── Extrait choisi ──

Vu la lettre enregistrée le 15 novembre 2012 sous le numéro 12-46, par laquelle un groupe international interroge la Commission sur l’application du taux de pénalité pour retard de paiement dans le cadre d’un contrat international.

Vu les articles L440-1 et D440-1 à D440-13 du code de commerce ;

Le rapporteur entendu lors de sa séance plénière du 29 avril 2013 ;

En vertu de l’article L.441-6 du Code de commerce (alinéa 12): « Les conditions de règlement doivent obligatoirement préciser les conditions d’application et le taux d’intérêt des pénalités de retard exigibles le jour suivant la date de règlement figurant sur la facture dans le cas où les sommes dues sont réglées après cette date. Sauf disposition contraire qui ne peut toutefois fixer un taux inférieur à trois fois le taux d’intérêt légal, ce taux est égal au taux d’intérêt appliqué par la Banque centrale européenne à son opération de refinancement la plus récente majorée de 10 points de pourcentage. Les pénalités de retard sont exigibles sans qu’un rappel soit nécessaire ».

L’instauration de ce taux d’intérêt plancher pour les pénalités de retard vient compléter le dispositif de plafonnement des délais de paiement qui figure à l’article L441-6 alinéa 9 du code de commerce. Afin que le débiteur soit incité à respecter ces délais, il importe en effet que le montant des pénalités pour retard de paiement soit suffisamment élevé.

 

L’auteur de la saisine interroge à titre principal la Commission d’examen des pratiques commerciales sur le point de savoir si ce texte s’applique dans les contrats internationaux dans les rapports entre un fournisseur établi à l’étranger et un client français lorsque les conditions générales de vente du fournisseur prévoient – en conformité avec le droit de son pays d’origine – un taux d’intérêt inférieur au taux plancher imposé par la loi française.

───

**Complétez ce qui suit**
[a] D'après l'extrait choisi, à quelle date la lettre de saisine a-t-elle été enregistrée ?
[b] Relevez toutes les références au code de commerce que comporte l'extrait choisi, en indiquant l'alinéa lorsqu'il est précisé.
[c] Reproduisez fidèlement le passage de l'extrait choisi qui s'ouvre sur les mots « L’instauration de ce » et se clôt sur « soit suffisamment élevé. ».

── Données fournies ──

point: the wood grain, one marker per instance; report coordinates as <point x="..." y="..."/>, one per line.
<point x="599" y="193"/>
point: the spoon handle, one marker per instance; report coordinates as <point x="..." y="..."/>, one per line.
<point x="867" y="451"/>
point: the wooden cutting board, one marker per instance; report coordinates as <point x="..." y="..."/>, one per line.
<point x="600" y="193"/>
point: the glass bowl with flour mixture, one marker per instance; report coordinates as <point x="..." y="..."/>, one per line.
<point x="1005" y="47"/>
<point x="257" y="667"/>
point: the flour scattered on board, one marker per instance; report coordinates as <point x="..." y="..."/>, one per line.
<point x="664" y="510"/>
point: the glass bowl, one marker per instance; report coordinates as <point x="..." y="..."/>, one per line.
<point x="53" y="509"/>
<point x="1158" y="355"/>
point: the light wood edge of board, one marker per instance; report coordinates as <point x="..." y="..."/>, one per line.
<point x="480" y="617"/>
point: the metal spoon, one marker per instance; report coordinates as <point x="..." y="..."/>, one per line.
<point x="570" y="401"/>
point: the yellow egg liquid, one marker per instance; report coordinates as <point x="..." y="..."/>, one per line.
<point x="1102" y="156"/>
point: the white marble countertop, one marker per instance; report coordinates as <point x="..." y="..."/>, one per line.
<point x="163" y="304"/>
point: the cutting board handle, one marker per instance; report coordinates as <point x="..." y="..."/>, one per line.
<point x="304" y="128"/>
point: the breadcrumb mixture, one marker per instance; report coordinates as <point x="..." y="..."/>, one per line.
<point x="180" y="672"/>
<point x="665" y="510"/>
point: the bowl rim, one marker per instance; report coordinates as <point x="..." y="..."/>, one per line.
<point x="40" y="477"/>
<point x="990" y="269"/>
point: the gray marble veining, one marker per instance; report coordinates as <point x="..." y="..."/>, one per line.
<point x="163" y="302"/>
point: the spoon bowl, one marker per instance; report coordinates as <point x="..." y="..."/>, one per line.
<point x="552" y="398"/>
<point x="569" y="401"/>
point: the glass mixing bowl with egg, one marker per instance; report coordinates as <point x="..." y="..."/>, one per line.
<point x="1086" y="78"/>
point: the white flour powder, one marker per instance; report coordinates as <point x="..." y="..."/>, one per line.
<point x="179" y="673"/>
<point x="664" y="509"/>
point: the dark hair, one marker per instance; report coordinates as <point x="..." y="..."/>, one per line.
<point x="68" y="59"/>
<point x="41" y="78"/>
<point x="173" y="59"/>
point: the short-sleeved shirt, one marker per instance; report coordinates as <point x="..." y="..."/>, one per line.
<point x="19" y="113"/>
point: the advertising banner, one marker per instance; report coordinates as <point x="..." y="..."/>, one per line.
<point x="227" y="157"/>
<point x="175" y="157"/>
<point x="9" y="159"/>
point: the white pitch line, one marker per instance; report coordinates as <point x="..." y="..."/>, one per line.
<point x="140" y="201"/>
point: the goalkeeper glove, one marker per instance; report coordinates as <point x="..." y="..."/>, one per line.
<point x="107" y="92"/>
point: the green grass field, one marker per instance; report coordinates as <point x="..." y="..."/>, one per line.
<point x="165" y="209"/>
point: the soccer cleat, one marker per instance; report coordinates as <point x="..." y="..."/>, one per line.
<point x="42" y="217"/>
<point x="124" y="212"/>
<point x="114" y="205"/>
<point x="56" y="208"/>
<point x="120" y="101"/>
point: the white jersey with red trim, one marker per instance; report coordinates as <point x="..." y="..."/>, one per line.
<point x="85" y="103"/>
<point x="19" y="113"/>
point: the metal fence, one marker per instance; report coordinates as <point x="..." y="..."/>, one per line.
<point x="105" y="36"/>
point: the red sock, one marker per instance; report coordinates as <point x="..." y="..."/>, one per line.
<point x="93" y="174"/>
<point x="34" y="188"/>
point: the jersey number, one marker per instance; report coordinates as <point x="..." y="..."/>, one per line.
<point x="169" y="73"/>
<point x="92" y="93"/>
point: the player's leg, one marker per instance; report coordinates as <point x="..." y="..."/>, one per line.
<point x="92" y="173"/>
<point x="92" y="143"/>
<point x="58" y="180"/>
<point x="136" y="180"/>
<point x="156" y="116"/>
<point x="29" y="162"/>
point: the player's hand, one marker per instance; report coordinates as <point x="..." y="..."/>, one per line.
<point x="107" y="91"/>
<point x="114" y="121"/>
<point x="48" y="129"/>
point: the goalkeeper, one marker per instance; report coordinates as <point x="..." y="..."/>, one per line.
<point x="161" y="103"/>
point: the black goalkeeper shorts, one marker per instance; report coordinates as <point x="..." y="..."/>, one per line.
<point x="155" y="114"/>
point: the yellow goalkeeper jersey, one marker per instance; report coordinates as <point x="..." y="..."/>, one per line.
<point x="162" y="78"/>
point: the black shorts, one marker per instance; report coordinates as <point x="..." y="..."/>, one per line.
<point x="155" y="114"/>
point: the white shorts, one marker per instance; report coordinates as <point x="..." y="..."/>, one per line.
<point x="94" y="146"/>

───

**Solutions ci-dessous**
[a] Le 15 novembre 2012.

[b]
- Article L440-1
- Articles D440-1 à D440-13
- Article L.441-6, alinéa 12
- Article L441-6, alinéa 9

[c]
L’instauration de ce taux d’intérêt plancher pour les pénalités de retard vient compléter le dispositif de plafonnement des délais de paiement qui figure à l’article L441-6 alinéa 9 du code de commerce. Afin que le débiteur soit incité à respecter ces délais, il importe en effet que le montant des pénalités pour retard de paiement soit suffisamment élevé.